Kaynak metin:
=-=-=-=-=

Türkiye’yi yönetenlerin bazı Batı ülkelerinde propaganda/miting talepleri o ülkelerin merkez ve eyalet yönetimleri tarafından kabul edilmiyor.
Kaynak: Diken (4 Mart 2017)
Kişisel olarak bu yasakların doğru olmadığı, herkesin, dünyanın her yerinde, o ülke hukukunun ve evrensel ilkelerin sınırları içinde kalmak kaydıyla konuşabilmesi gerektiği kanısındayım. İfade özgürlüğü de, diğer hak ve özgürlükler gibi ya vardır ya yoktur. Herkes için aynı ‘tutarlılıkla’ savunulmalı.
Bu somut gerçeğin kabul edilmesi, konuşmak isteyenin niteliğinin görmezden gelinmesini gerektirmez tabii. Ne oldu da üç beş yıl öncesine dek tüm Müslüman ülkelere örnek olacağı varsayılan bir hareketin mensuplarına, artık düğün salonu dahi tahsis edilmiyor?
Hâlihazırda Türkiye’yi yöneten ‘kadro,’ dışarıdan hiç de burada pazarlanmaya çalışıldığı gibi görünmüyor. Aklı başında bir Batılı demokrat Türkiye’yi demokratik sistemlerin terminolojisiyle anmıyor nicedir. Kuşkusuz AKP’liler de durumun farkında. Ancak iktidarının ilk yıllarında batılı rejimlerin görüş ve desteğine büyük önem veren ve onların omuzlarında yükselen AKP, ufkunu artık vatan sathındaki herhangi bir kahvehanenin genel kanısıyla sınırlandırmış durumda. Takdir edersiniz ki ‘Almanlar kıskançlıktan çatlıyor’ düzeyindeki bir propaganda başka türlü açıklanamaz. Sorun şu ki, o kahvelerde okeye dönenlerin de böylesi bir düzeyi ciddiye alma olasılıkları pek yok. Herkes, Almanların bizi kıskanmayacağını bilir, düşünür!

=-=-=-=-=

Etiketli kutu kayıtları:
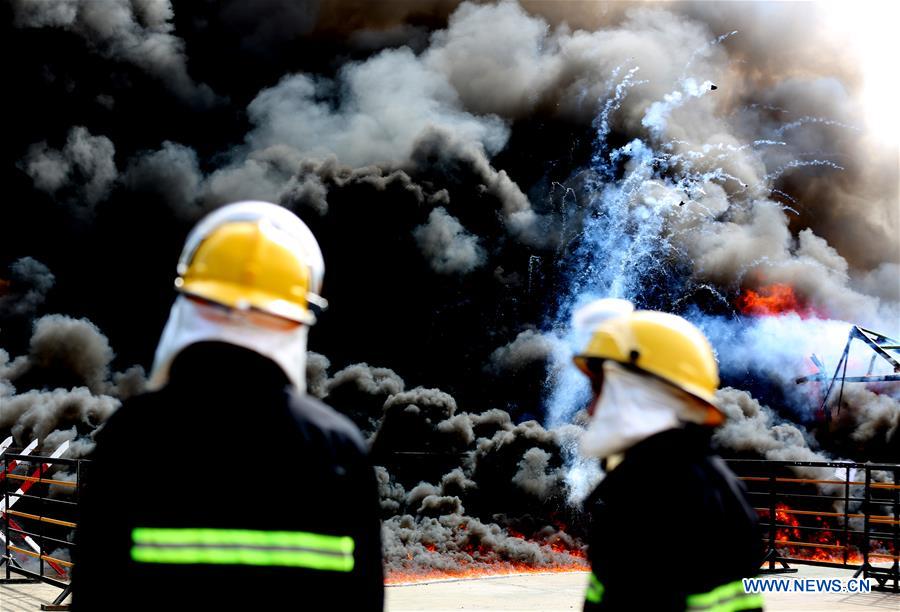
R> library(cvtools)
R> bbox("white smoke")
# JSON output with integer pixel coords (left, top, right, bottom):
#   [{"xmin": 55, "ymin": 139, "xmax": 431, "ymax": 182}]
[
  {"xmin": 12, "ymin": 0, "xmax": 216, "ymax": 107},
  {"xmin": 413, "ymin": 207, "xmax": 485, "ymax": 274}
]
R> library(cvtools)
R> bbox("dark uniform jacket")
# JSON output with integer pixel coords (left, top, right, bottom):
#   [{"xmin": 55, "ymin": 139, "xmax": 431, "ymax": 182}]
[
  {"xmin": 584, "ymin": 426, "xmax": 763, "ymax": 612},
  {"xmin": 72, "ymin": 343, "xmax": 384, "ymax": 612}
]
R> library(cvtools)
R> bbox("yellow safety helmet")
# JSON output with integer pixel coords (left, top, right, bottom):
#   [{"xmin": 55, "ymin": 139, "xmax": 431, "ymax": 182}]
[
  {"xmin": 175, "ymin": 202, "xmax": 327, "ymax": 325},
  {"xmin": 574, "ymin": 310, "xmax": 724, "ymax": 425}
]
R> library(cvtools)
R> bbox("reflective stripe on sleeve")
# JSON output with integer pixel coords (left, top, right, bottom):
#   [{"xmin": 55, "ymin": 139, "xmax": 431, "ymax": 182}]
[
  {"xmin": 131, "ymin": 527, "xmax": 354, "ymax": 572},
  {"xmin": 584, "ymin": 573, "xmax": 606, "ymax": 603},
  {"xmin": 686, "ymin": 580, "xmax": 763, "ymax": 612}
]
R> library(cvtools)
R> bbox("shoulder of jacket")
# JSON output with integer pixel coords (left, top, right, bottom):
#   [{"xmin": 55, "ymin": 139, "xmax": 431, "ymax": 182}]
[{"xmin": 290, "ymin": 393, "xmax": 368, "ymax": 454}]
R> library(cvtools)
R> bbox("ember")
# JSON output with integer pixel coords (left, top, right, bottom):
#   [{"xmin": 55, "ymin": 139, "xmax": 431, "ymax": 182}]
[{"xmin": 737, "ymin": 283, "xmax": 816, "ymax": 318}]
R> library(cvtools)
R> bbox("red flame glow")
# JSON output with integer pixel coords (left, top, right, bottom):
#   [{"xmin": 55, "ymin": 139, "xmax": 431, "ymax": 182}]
[{"xmin": 737, "ymin": 283, "xmax": 816, "ymax": 317}]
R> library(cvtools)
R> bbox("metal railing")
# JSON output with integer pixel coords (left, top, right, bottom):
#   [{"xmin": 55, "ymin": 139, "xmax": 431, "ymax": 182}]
[
  {"xmin": 0, "ymin": 453, "xmax": 88, "ymax": 610},
  {"xmin": 727, "ymin": 459, "xmax": 900, "ymax": 592}
]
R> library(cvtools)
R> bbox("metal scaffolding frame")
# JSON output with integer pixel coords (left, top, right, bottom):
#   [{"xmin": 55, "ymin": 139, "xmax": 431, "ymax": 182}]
[
  {"xmin": 0, "ymin": 445, "xmax": 89, "ymax": 610},
  {"xmin": 726, "ymin": 459, "xmax": 900, "ymax": 593},
  {"xmin": 795, "ymin": 325, "xmax": 900, "ymax": 422}
]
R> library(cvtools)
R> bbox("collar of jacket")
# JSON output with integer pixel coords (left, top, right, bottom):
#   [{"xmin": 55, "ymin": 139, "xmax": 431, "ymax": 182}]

=-=-=-=-=

Yapılacak görevler:
(A) Kaynak metindeki "İfade özgürlüğü de, diğer hak ve özgürlükler gibi ya vardır ya yoktur." cümlesini İngilizceye çevirin.
(B) Kaynak metinden, "Türkiye’yi yönetenlerin bazı" sözlerinin geçtiği yerden başlayan bir bölümü değiştirmeden çıkarın; "(4 Mart 2017)" sözlerinden sonra durun.

Görevlere göre yanıtlar:
(A) Freedom of expression, like other rights and freedoms, either exists or does not.

(B)
Türkiye’yi yönetenlerin bazı Batı ülkelerinde propaganda/miting talepleri o ülkelerin merkez ve eyalet yönetimleri tarafından kabul edilmiyor.
Kaynak: Diken (4 Mart 2017)